## Written instruction
Transcribe the entries that follow, word for word.

______________________________

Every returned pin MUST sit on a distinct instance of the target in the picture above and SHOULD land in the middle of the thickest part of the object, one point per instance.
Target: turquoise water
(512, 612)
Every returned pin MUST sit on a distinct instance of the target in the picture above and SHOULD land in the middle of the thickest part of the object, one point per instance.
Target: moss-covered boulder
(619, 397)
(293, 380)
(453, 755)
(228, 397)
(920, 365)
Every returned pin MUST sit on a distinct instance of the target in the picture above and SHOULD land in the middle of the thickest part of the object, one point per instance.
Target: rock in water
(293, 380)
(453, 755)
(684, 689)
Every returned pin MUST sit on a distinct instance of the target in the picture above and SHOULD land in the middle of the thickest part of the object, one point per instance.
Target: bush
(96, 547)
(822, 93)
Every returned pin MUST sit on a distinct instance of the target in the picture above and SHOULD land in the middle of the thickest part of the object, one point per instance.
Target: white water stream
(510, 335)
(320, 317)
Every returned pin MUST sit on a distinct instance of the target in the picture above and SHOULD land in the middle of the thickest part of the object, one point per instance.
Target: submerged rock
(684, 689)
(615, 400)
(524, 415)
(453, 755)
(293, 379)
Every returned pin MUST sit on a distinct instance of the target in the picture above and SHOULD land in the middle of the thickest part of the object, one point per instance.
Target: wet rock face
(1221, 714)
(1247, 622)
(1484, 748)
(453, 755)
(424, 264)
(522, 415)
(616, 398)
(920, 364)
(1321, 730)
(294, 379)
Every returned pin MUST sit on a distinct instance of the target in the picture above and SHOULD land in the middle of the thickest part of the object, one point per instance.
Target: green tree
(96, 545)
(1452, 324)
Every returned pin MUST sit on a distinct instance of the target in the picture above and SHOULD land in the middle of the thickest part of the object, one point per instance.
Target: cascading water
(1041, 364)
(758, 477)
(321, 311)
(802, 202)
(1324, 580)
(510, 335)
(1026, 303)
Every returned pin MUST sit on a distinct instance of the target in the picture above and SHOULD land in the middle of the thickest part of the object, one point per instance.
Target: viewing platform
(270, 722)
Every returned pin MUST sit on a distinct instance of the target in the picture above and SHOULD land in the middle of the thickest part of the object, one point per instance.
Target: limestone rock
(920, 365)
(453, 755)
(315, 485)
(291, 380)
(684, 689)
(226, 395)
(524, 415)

______________________________

## Correct response
Every returned pin MUST sit on a distinct instance of the target in the picture above and SHOULD land in the middle of the thickest part of the object, one point per instance.
Target: turquoise water
(512, 612)
Every returned pin MUST sit on a distinct instance of the target in the picture above and SHOULD land in the middle of the thickest part of the object, one point per instance.
Target: moss-covered boulder
(619, 397)
(293, 380)
(453, 755)
(228, 397)
(920, 365)
Every returned pin MUST sit on a distinct instance of the target in the picture above and SHOULD land in the middle of the thickest part of the object, one point per instance.
Target: rock in water
(293, 380)
(453, 755)
(684, 689)
Every returned pin MUST sit on a distinct instance of the target in the picture above and SHOULD land in the middle of the thickest part of the object, one point per instance.
Target: bush
(96, 547)
(822, 93)
Every returned pin MUST sit on a distinct instance of the target in the picture above and SHOULD land in the middle of the thickest part of the object, one point per instance.
Target: white water stream
(510, 335)
(320, 317)
Every returned pin MUST sit on a distinct instance of the target in the picture above and SHOULD land in the middle of the thickest part of the object, one point per instance.
Target: submerged rock
(684, 689)
(615, 400)
(524, 415)
(453, 755)
(293, 379)
Every returned pin MUST sit on a distinct instance of the target in the picture above and SHOULD land in the middle of the thickest part of the object, one point per instance.
Target: wet rock face
(1221, 714)
(1247, 622)
(1484, 748)
(453, 755)
(424, 264)
(522, 415)
(616, 398)
(920, 364)
(1321, 730)
(294, 379)
Every returned pin MUST sit on a distinct instance of the target in the picture above and SHOULD land in the middle of the thickest part of the object, one point per instance.
Target: green tree
(96, 545)
(1452, 324)
Every returned pin MUST sit on a distinct instance of the target in the picture above and SHOULD land in the middle of the thickest part of the object, one point per instance.
Target: cascading water
(1041, 364)
(758, 477)
(321, 311)
(802, 202)
(1324, 580)
(510, 335)
(1026, 303)
Every returned pin MUST sit on a distinct instance of the target in the picture above and SHOULD land in the middle of the thickest part of the object, one point per instance.
Target: viewing platform
(270, 722)
Every returned pin MUST sit on a distinct instance of the target in the picture above and SHOULD land in the middle of the thickest part of the object, one point per instance.
Target: limestone rock
(920, 365)
(453, 755)
(315, 485)
(291, 380)
(684, 689)
(226, 395)
(524, 415)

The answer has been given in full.